___ Exercise input ___

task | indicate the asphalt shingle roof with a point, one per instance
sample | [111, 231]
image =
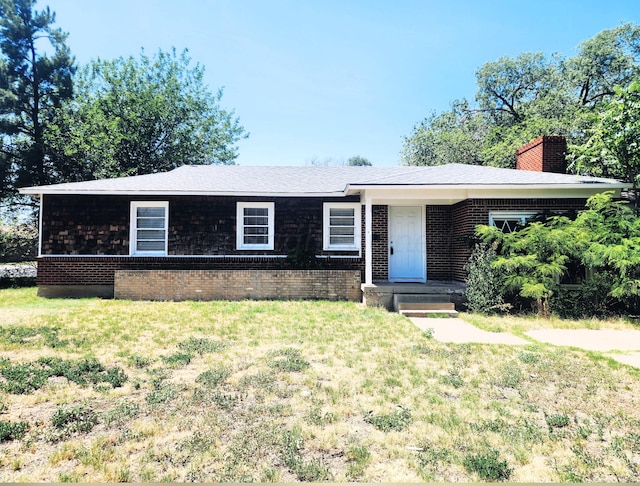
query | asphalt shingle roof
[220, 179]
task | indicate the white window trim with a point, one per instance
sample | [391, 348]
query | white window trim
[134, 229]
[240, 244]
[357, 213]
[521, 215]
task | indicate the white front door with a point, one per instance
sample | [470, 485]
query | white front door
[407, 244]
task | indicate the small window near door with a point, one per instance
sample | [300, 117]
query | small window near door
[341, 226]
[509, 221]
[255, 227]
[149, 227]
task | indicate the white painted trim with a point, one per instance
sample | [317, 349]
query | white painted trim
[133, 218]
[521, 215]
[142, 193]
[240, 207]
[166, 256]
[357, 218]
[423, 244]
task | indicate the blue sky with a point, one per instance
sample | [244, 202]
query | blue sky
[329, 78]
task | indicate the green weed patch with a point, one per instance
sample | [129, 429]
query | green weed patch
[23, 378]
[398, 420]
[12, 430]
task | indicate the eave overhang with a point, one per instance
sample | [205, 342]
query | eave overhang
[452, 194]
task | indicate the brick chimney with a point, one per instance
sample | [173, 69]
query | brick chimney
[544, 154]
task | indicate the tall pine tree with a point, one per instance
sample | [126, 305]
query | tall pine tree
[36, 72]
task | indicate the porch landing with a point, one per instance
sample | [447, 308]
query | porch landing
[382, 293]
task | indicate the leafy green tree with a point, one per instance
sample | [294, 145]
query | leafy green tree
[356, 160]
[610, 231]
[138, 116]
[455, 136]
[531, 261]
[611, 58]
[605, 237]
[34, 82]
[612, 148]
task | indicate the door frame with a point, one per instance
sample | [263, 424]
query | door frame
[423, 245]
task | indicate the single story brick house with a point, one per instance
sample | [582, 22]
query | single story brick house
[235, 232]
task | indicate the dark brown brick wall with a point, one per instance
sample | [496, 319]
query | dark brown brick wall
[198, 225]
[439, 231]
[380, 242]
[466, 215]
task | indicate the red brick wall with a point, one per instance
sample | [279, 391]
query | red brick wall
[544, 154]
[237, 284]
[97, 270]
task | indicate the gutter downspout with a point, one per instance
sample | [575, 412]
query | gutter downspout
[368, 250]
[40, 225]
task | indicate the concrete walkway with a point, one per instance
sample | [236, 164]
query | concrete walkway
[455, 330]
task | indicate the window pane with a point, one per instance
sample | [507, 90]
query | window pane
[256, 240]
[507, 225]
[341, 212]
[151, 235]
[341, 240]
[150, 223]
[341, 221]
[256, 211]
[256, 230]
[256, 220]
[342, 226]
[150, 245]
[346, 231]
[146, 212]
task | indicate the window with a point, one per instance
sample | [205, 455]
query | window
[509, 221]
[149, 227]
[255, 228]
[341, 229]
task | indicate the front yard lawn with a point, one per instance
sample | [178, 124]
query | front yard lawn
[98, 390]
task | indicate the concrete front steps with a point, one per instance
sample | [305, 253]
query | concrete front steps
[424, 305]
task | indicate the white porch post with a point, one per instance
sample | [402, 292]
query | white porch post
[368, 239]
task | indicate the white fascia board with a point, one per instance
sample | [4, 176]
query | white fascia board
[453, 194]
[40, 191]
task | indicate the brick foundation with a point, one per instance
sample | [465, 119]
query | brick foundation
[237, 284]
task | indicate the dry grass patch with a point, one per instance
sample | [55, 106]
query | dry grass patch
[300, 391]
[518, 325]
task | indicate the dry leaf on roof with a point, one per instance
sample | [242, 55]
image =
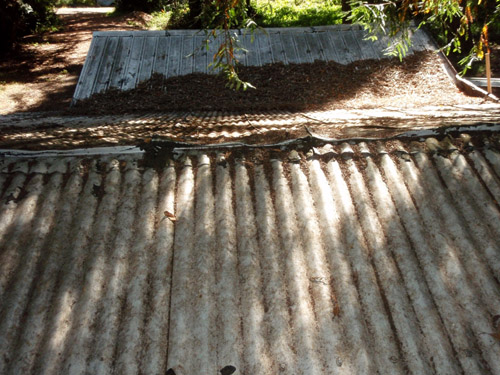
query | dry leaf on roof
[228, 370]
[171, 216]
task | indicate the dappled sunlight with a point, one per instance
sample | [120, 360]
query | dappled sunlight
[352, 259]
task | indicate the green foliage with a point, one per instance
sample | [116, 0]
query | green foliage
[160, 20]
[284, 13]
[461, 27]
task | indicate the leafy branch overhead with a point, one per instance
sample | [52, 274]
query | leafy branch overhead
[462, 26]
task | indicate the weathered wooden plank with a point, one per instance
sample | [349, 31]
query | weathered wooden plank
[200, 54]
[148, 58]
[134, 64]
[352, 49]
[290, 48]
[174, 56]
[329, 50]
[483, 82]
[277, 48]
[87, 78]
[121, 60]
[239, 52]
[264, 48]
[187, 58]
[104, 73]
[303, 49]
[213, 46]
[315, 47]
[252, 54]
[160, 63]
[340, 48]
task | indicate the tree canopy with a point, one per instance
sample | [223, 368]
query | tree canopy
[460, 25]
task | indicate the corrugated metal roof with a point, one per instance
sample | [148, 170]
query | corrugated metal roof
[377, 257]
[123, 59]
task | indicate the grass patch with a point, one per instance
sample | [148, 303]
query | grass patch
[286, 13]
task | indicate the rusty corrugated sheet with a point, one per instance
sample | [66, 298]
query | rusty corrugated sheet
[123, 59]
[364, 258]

___

▶ _Problem to work on_: Output every record above exactly as written, but skip the pictures.

▶ _Answer to the exercise_:
task | indicate the asphalt shingle roof with a point, one per instance
sample | [111, 231]
image =
query | asphalt shingle roof
[220, 179]
task | indicate the white window trim with a point, one per instance
sample | [391, 348]
query | white window trim
[134, 229]
[240, 244]
[357, 213]
[521, 215]
task | indicate the white front door with a point, one per instance
sample | [470, 485]
query | white front door
[407, 244]
task | indicate the small window near door with a point, one per instance
sample | [300, 117]
query | small window near door
[341, 226]
[509, 221]
[255, 227]
[149, 227]
task | indicate the white painted trim with a point, one per instance
sample | [317, 349]
query | white painted trim
[133, 218]
[521, 215]
[142, 193]
[240, 207]
[166, 256]
[357, 218]
[423, 244]
task | indicate the blue sky with a point, one per instance
sample | [244, 202]
query | blue sky
[329, 78]
task | indicate the green weed patch with a point, one per instance
sample | [129, 429]
query | green weed patch
[23, 378]
[398, 420]
[12, 430]
task | indicate the eave overhang with a point, one per instance
sample | [205, 342]
query | eave overhang
[452, 194]
task | indicate the brick chimney with a point, one per instance
sample | [173, 69]
query | brick chimney
[544, 154]
task | indicate the tall pine tree with a point, one per instance
sample | [126, 305]
query | tall pine tree
[36, 72]
task | indicate the porch landing with a point, one per instance
sample | [447, 308]
query | porch landing
[382, 293]
task | indicate the leafy green tree with a point, one per instance
sample | [294, 145]
query | leafy green tree
[356, 160]
[610, 231]
[138, 116]
[455, 136]
[531, 261]
[611, 58]
[605, 237]
[34, 82]
[612, 148]
task | indicate the door frame with a point, one per instance
sample | [263, 424]
query | door frame
[423, 245]
task | indicate the single story brick house with a point, one per instance
sample | [582, 22]
query | single story brick house
[235, 232]
task | indicate the dark brown brick wall with a point, one per instance
sample | [496, 319]
query | dark brown brick wall
[198, 225]
[439, 231]
[380, 242]
[466, 215]
task | indicate the red brick wall with a point, one per instance
sample | [279, 391]
query | red brick wall
[544, 154]
[237, 284]
[97, 270]
task | indicate the gutter downspout with a point, one per instance
sample | [575, 412]
query | gutter downspout
[368, 250]
[40, 225]
task | indicate the concrete walkway with a point, one per instance
sample | [236, 164]
query | concrete walkway
[455, 330]
task | indicate the window pane with a point, one per instance
sample | [507, 90]
query | window pane
[256, 240]
[507, 225]
[341, 212]
[151, 235]
[341, 240]
[150, 223]
[341, 221]
[256, 211]
[256, 230]
[256, 220]
[342, 226]
[150, 245]
[346, 231]
[146, 212]
task | indicate the window with a point, one per instance
sample | [205, 455]
query | window
[509, 221]
[149, 227]
[255, 228]
[341, 229]
task | indicate the front yard lawn with a point, one per instance
sample | [178, 124]
query | front yard lawn
[98, 390]
task | indicate the concrete front steps with a point, one per instance
sample | [305, 253]
query | concrete front steps
[424, 305]
task | indicate the white porch post with a point, one per instance
sample | [402, 292]
query | white porch post
[368, 239]
task | indicate the white fascia board with a point, one per instance
sample | [4, 176]
query | white fascia board
[453, 194]
[40, 191]
task | indicate the brick foundation with a point, one per instance
sample | [465, 119]
query | brick foundation
[237, 284]
task | indicate the dry grass patch with a point, one per instance
sample | [55, 106]
query | dry grass patch
[300, 391]
[518, 325]
task | indicate the dry leaf on roof with a point, one per instance
sample | [242, 55]
image =
query | dry leaf on roof
[228, 370]
[171, 216]
task | indicate the dappled sunlight with a point, one per instance
sample | [120, 360]
query | dappled sunlight
[352, 259]
task | indicate the green foliage with a point, one per instance
sample | [116, 0]
query | green foliage
[160, 20]
[284, 13]
[461, 27]
task | indicate the leafy branch overhead with a point, one per instance
sample | [52, 274]
query | leafy branch overhead
[462, 26]
task | indicate the weathered wooden plank with a point, one per instance
sample | [349, 31]
query | weathered wooden plank
[200, 54]
[148, 58]
[134, 64]
[352, 49]
[290, 48]
[174, 56]
[329, 50]
[483, 82]
[277, 48]
[87, 78]
[121, 60]
[239, 52]
[264, 48]
[187, 58]
[104, 73]
[303, 49]
[213, 46]
[315, 47]
[252, 54]
[160, 63]
[340, 48]
task | indicate the tree canopy with a point, one per instance
sample | [223, 368]
query | tree canopy
[460, 25]
task | indicate the corrugated metal roof with a point, one per instance
sample | [148, 170]
query | corrugated metal roof
[377, 257]
[123, 59]
task | indicate the grass patch with a point, one per instance
sample | [148, 303]
query | grass patch
[286, 13]
task | indicate the rusty corrugated sheet with a point, one per instance
sample | [66, 298]
query | rusty corrugated sheet
[123, 59]
[364, 258]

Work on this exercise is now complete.